┌─ Data listing

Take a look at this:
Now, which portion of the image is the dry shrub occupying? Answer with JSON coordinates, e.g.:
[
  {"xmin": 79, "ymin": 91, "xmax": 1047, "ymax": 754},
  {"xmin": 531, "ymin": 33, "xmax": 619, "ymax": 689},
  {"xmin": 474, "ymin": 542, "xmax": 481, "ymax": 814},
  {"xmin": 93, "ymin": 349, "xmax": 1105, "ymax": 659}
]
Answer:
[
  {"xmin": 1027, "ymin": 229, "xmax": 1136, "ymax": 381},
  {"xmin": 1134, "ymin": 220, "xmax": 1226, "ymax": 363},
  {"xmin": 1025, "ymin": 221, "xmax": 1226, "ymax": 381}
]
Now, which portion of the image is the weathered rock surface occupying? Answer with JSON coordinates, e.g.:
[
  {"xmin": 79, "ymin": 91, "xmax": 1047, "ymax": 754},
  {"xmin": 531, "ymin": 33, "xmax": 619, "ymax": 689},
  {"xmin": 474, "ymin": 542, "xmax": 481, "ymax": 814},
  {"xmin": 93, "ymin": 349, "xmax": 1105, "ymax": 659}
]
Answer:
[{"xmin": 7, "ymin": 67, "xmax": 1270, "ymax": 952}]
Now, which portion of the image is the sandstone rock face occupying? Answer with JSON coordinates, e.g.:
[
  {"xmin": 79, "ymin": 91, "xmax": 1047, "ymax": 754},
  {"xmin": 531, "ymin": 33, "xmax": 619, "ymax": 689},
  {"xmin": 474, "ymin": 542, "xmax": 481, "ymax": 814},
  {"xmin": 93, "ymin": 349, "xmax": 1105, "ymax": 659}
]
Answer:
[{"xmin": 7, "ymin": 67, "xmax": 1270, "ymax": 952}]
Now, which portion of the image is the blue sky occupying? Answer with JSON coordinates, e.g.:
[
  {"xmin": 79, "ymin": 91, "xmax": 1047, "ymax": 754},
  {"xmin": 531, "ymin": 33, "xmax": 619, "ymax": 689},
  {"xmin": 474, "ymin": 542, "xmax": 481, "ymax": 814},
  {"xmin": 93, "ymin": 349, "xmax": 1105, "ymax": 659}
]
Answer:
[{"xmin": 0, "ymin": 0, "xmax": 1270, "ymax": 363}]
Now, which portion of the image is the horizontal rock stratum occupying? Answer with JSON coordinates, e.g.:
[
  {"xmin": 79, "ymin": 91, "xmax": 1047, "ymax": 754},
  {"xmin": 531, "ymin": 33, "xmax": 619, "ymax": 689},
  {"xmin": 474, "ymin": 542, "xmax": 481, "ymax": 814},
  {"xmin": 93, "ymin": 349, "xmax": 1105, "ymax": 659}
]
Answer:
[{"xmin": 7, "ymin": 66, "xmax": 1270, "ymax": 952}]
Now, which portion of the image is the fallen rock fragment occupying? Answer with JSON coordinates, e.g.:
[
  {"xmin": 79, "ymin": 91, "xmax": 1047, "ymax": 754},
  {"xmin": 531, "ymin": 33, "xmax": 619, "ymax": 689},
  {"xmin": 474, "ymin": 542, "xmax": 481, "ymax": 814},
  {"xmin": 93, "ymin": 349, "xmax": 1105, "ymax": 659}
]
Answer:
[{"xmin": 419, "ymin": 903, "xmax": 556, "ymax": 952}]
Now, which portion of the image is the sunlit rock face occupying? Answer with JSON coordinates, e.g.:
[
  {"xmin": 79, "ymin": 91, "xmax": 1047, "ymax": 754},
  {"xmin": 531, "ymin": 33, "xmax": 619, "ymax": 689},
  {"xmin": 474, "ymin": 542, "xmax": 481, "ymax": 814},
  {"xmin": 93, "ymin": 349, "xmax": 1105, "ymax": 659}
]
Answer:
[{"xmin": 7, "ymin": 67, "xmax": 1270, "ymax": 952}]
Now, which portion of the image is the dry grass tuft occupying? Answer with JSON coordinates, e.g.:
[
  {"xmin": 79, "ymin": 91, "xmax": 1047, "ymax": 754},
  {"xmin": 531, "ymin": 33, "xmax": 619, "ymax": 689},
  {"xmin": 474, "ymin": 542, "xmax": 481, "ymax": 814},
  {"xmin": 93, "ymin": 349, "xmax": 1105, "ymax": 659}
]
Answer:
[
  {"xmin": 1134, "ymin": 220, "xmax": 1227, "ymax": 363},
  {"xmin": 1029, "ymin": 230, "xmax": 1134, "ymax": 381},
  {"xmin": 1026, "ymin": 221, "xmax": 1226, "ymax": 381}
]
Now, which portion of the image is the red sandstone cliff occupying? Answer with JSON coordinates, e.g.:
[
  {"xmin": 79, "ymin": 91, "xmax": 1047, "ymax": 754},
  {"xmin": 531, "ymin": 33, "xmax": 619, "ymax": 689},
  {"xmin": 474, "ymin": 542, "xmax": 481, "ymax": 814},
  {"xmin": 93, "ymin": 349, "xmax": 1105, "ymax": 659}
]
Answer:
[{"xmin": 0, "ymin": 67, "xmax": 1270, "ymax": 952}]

└─

Stated exercise:
List every line of the listing above that contains the string "sandstone". Case counts.

Solution to this exercise:
Now, which portion of the image is the sandstone rock face occupying? Answer with JSON coordinates, e.g.:
Now, which portion of the image is the red sandstone cliff occupying? Answer with JSON coordinates, e.g.:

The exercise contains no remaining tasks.